BLOC DE TEXTE:
Les gens font moins confiance aux personnes qui ont un accent lorsqu'elles parlent leur langue, selon une nouvelle étude de l'Université McGill. Mais tout n'est pas perdu : en s'efforçant d'être confiant, on peut contrer ce préjugé.

DOUTES ET CONFIANCE

L'étude du linguiste Marc Pell, de l'Université McGill, comportait des Canadiens anglophones qui habitaient Montréal depuis au moins quelques années et qui écoutaient des enregistrements de trois groupes d'anglophones : des Québécois de langue maternelle française, d'autres Canadiens anglais ainsi que des Australiens. Lors des enregistrements, les cobayes devaient parler d'un ton confiant, neutre ou empreint de doute. « Quand ils entendaient des enregistrements neutres, les participants avaient tendance à faire davantage confiance aux Canadiens anglais qu'aux francophones ou aux Australiens », explique M. Pell, dont l'étude est publiée dans la revue NeuroImage. « Ils identifiaient aussi mieux les Canadiens anglais qui tentaient d'avoir l'air confiants ou dubitatifs. Ça les amenait à avoir moins confiance aux Canadiens anglais ayant un ton confiant, probablement parce qu'ils décelaient une fausse confiance, un effort pour convaincre. » Il n'y avait pas de différence entre le niveau de confiance accordé aux Québécois francophones et aux Australiens. Les phrases lues étaient neutres, du genre « je pense qu'on peut faire confiance à cette personne » - il n'était pas possible de déterminer si elles étaient vraies seulement avec les mots.

DONNÉES FOURNIES:
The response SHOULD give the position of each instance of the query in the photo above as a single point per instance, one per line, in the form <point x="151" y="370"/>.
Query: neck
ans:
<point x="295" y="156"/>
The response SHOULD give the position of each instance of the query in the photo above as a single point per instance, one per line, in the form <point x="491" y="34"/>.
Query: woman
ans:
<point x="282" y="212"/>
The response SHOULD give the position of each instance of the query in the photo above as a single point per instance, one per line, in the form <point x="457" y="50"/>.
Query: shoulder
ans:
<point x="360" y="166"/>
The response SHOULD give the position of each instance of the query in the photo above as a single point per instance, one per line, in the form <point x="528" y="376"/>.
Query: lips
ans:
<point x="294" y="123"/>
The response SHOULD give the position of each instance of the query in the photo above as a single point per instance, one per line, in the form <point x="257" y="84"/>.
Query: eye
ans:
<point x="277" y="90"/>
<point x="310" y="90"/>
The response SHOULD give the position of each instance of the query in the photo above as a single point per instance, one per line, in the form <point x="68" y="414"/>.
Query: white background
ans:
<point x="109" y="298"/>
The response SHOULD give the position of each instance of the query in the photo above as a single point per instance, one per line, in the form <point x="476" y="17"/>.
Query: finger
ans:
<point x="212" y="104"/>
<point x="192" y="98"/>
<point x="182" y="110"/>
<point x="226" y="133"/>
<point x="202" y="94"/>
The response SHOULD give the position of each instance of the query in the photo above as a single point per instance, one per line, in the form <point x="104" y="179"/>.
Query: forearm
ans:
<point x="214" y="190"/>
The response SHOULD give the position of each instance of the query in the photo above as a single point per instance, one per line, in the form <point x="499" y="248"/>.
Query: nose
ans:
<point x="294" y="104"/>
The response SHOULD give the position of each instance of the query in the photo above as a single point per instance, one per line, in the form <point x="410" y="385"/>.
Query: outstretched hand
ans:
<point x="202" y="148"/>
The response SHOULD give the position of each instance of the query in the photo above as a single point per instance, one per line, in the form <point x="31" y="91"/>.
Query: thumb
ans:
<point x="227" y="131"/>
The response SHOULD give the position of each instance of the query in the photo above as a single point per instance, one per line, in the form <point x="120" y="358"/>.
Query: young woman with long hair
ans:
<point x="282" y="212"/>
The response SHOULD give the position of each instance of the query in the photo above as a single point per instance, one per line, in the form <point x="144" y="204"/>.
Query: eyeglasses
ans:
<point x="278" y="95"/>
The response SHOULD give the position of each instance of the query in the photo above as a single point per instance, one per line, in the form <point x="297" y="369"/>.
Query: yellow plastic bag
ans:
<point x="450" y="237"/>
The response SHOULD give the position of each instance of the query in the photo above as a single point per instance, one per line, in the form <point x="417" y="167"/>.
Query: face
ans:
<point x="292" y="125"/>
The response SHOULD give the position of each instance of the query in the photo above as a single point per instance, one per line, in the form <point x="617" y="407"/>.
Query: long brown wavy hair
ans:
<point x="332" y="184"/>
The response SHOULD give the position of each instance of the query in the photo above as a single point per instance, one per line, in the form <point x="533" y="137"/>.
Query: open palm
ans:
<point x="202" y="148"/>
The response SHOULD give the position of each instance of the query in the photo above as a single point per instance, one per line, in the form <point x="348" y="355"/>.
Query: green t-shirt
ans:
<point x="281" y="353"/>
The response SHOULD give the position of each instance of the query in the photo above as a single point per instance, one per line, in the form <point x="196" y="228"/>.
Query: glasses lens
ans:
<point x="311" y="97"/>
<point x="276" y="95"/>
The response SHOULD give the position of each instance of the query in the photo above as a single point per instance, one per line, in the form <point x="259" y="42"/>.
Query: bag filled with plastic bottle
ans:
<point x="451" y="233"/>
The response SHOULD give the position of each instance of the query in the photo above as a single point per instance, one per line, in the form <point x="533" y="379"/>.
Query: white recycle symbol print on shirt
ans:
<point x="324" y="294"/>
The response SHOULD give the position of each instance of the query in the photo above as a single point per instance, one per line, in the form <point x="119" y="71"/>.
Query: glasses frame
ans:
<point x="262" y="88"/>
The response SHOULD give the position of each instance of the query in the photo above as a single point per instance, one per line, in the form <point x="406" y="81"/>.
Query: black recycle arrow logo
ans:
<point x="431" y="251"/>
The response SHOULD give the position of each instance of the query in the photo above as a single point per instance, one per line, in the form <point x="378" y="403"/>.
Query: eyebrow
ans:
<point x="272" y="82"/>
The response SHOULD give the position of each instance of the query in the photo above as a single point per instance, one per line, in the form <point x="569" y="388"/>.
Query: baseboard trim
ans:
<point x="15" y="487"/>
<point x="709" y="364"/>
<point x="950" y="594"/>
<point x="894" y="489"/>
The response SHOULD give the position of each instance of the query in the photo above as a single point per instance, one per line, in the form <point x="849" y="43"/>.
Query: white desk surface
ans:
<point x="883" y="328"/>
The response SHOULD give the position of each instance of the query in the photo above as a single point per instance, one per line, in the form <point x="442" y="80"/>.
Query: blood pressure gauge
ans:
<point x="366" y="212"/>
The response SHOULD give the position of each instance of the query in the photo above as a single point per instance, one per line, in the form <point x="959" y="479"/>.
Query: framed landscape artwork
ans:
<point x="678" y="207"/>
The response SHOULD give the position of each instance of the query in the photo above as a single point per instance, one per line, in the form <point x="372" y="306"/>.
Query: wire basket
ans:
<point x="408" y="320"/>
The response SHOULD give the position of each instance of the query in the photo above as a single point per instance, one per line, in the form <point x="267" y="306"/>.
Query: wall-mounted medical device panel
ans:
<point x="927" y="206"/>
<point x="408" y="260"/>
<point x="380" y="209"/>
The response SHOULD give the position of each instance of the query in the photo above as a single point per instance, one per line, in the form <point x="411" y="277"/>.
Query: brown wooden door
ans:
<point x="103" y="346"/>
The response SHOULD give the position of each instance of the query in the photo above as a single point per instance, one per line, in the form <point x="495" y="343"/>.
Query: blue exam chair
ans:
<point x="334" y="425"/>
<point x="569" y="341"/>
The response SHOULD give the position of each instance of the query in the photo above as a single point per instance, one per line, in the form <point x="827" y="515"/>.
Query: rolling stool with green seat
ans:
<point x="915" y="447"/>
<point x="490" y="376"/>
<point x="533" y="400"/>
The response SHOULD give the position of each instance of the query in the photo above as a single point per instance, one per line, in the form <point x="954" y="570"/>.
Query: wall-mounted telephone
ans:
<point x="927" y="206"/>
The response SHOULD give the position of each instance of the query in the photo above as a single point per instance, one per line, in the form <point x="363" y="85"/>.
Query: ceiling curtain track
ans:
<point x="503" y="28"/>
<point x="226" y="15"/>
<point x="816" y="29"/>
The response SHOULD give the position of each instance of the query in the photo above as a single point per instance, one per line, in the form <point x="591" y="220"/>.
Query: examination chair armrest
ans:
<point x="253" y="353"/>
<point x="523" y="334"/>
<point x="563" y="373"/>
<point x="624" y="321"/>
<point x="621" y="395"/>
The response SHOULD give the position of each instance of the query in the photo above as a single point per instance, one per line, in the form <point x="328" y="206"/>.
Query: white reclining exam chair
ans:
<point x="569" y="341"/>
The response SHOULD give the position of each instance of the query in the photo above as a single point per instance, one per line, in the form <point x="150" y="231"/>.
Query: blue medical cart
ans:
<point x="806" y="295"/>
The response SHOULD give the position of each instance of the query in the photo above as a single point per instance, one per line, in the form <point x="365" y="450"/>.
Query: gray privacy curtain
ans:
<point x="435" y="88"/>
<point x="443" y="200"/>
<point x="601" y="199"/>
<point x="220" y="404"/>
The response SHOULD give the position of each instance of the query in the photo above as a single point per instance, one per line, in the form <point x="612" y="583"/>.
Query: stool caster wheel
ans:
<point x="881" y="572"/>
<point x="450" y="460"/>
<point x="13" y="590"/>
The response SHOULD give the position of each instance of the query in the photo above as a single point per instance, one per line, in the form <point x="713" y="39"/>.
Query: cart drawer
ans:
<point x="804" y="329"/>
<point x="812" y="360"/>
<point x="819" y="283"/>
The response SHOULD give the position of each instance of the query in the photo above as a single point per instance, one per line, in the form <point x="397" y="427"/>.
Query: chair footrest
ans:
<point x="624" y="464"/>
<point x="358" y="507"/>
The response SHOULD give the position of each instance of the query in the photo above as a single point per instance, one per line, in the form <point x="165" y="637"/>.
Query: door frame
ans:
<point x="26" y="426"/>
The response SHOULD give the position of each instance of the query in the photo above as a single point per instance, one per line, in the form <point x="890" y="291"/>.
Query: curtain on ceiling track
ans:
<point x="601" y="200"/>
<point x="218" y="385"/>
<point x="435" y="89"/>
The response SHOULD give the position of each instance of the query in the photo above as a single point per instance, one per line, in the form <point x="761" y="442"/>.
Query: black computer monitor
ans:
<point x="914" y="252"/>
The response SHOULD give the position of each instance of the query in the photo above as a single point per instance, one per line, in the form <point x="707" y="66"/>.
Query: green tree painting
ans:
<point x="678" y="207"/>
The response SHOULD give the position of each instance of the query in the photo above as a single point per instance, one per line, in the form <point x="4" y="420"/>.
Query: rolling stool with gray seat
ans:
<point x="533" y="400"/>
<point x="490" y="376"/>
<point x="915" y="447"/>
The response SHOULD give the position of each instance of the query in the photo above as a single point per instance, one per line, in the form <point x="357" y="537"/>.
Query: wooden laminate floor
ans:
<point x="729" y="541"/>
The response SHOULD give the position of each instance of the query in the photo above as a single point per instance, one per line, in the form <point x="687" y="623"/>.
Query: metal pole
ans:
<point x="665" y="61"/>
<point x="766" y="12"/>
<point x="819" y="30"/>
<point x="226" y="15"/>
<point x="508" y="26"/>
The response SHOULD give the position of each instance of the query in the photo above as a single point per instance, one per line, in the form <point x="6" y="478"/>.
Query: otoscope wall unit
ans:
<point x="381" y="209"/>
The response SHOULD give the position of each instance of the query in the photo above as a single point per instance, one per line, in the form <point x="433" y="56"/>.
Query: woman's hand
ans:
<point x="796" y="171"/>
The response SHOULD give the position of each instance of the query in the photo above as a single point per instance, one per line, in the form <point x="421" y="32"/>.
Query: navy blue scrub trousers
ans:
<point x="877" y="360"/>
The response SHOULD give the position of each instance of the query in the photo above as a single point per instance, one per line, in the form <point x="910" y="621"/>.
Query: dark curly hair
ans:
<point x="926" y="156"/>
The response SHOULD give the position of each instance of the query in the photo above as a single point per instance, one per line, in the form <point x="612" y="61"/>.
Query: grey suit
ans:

LISTE DES TÂCHES:
• A. Recopiez mot pour mot le texte sur l'accent, en commençant aux mots « Les gens font » et en vous arrêtant après « contrer ce préjugé. ».
• B. Relevez chaque ligne des fiches qui contient le mot « wooden », en respectant la casse.
Le texte sur l'accent et les fiches forment deux ensembles distincts.

CORRIGÉ DE L'EXERCICE:
• A.
Les gens font moins confiance aux personnes qui ont un accent lorsqu'elles parlent leur langue, selon une nouvelle étude de l'Université McGill. Mais tout n'est pas perdu : en s'efforçant d'être confiant, on peut contrer ce préjugé.

• B.
Query: brown wooden door
Query: wooden laminate floor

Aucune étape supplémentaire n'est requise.